▶ [Task requirements]: Reproduce verbatim the lines of the entries below, starting at the line that contains "Short-answer question: In the image above, the patient lying" and ending with the final line of the entries.

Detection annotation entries
########
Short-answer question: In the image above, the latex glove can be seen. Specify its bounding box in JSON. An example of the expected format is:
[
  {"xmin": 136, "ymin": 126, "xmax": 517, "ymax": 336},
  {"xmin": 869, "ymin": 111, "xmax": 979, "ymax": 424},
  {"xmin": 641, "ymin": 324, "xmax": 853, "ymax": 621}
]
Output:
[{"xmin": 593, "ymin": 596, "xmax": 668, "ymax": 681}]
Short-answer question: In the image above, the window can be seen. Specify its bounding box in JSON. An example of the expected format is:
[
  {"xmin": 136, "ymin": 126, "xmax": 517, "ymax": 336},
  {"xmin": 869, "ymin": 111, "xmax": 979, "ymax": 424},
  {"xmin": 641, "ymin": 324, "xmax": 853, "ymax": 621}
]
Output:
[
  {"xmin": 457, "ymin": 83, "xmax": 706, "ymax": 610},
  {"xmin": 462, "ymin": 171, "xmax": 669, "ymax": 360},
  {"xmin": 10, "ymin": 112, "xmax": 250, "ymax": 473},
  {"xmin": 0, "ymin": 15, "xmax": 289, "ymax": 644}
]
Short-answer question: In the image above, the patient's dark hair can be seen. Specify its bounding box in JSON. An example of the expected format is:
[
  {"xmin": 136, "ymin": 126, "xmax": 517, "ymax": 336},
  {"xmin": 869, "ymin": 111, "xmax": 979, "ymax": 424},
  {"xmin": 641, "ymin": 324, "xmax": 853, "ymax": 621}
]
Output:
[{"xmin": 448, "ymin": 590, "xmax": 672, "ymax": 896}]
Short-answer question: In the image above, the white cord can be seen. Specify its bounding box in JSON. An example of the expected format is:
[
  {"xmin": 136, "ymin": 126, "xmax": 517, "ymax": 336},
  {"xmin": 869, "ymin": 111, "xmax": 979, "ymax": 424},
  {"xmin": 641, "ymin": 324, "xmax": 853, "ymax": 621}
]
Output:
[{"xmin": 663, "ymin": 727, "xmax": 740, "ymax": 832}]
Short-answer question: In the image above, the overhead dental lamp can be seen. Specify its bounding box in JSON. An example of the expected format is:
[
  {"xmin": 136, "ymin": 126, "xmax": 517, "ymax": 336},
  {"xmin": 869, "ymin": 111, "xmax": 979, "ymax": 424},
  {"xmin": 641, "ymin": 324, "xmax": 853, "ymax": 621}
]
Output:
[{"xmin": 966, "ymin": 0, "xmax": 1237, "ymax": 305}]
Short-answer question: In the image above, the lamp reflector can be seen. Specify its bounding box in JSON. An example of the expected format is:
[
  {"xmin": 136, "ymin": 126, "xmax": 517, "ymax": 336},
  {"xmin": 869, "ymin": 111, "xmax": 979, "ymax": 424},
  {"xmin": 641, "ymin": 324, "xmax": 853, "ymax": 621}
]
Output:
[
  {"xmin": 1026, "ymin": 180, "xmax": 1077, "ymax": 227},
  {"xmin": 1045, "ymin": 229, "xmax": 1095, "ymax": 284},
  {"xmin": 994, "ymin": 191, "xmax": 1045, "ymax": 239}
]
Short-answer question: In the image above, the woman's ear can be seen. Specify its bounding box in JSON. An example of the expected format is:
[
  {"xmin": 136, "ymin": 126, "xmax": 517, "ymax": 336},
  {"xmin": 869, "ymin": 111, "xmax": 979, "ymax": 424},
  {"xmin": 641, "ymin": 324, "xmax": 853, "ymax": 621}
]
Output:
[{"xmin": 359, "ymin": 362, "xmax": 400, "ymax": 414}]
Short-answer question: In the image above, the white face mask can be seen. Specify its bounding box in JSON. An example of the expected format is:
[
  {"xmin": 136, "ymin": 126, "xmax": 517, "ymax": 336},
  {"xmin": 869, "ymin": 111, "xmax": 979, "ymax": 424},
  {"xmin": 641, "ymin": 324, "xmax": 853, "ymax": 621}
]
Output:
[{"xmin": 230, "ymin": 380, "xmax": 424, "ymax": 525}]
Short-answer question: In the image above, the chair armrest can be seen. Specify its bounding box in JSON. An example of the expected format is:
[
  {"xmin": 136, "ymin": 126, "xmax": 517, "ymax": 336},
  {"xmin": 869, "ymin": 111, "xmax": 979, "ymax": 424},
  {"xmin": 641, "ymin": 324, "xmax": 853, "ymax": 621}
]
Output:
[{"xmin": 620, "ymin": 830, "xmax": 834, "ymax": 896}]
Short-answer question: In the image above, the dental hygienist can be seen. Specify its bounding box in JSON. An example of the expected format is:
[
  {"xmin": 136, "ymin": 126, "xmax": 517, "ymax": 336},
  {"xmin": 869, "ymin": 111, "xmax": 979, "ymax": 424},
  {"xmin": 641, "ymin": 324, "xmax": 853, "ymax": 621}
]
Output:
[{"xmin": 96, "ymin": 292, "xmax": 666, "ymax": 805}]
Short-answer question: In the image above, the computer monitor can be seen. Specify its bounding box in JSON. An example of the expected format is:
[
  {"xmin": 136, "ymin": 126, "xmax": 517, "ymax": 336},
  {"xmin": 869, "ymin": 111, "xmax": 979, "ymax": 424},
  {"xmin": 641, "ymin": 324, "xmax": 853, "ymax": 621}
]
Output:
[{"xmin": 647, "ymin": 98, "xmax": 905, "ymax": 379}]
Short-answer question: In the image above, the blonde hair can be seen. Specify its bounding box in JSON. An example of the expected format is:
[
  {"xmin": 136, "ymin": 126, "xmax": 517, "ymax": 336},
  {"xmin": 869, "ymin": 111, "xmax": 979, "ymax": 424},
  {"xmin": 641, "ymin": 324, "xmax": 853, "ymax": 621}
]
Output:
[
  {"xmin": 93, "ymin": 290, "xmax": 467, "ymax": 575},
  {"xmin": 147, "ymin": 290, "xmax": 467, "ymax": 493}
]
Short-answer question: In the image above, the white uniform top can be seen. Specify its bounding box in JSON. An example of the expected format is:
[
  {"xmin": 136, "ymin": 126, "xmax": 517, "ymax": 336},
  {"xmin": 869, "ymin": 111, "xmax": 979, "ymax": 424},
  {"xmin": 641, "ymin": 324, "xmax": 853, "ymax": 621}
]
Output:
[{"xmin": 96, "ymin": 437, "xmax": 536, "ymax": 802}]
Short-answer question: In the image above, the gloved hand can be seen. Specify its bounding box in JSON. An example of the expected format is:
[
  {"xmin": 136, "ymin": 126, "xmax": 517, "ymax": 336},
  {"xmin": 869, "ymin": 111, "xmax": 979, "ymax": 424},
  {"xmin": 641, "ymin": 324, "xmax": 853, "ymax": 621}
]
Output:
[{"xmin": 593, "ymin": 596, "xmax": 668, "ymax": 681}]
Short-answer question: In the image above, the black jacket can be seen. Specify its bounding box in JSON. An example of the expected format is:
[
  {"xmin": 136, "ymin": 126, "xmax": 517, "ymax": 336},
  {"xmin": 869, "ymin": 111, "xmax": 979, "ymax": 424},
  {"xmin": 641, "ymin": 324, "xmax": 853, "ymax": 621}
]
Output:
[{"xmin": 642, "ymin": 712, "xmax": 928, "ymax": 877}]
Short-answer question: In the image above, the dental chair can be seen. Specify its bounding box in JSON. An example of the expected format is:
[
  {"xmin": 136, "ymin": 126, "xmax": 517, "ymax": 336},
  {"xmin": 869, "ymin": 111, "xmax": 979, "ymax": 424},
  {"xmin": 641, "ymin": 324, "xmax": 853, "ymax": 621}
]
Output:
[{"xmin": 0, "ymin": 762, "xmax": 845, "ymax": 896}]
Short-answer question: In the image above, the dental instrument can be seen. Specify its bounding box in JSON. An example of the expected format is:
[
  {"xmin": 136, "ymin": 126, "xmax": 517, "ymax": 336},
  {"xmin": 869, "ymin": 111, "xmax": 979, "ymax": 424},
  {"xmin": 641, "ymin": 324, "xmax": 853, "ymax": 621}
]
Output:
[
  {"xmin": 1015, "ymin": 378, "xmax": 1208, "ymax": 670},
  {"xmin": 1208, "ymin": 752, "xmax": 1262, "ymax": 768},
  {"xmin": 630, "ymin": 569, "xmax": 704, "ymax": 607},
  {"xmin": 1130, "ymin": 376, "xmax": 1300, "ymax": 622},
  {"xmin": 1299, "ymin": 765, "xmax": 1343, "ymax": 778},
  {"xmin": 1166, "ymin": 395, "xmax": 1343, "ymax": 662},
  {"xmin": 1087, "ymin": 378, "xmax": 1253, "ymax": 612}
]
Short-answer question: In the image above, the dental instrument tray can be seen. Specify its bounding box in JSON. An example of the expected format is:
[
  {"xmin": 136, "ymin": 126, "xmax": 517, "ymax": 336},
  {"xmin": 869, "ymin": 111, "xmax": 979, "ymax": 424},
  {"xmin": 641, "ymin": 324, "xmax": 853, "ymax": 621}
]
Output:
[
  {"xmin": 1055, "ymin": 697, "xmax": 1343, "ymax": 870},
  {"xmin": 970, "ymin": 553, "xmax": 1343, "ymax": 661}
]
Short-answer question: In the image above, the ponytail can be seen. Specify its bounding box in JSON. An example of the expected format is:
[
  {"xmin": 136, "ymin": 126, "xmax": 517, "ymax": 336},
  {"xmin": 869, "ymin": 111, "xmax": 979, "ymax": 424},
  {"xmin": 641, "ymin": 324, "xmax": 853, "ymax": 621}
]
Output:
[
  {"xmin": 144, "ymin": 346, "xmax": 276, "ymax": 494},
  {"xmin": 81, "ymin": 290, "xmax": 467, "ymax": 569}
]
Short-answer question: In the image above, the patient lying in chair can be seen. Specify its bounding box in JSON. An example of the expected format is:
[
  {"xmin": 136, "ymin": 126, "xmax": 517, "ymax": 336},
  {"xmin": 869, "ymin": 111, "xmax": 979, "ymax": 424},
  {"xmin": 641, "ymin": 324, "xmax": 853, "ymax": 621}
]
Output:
########
▶ [Solution]:
Short-answer question: In the image above, the patient lying in chair can be seen. Specify its bounding box in JSON. An example of the expected format is:
[
  {"xmin": 136, "ymin": 126, "xmax": 517, "ymax": 336},
  {"xmin": 869, "ymin": 111, "xmax": 979, "ymax": 424},
  {"xmin": 641, "ymin": 324, "xmax": 853, "ymax": 621}
]
Output:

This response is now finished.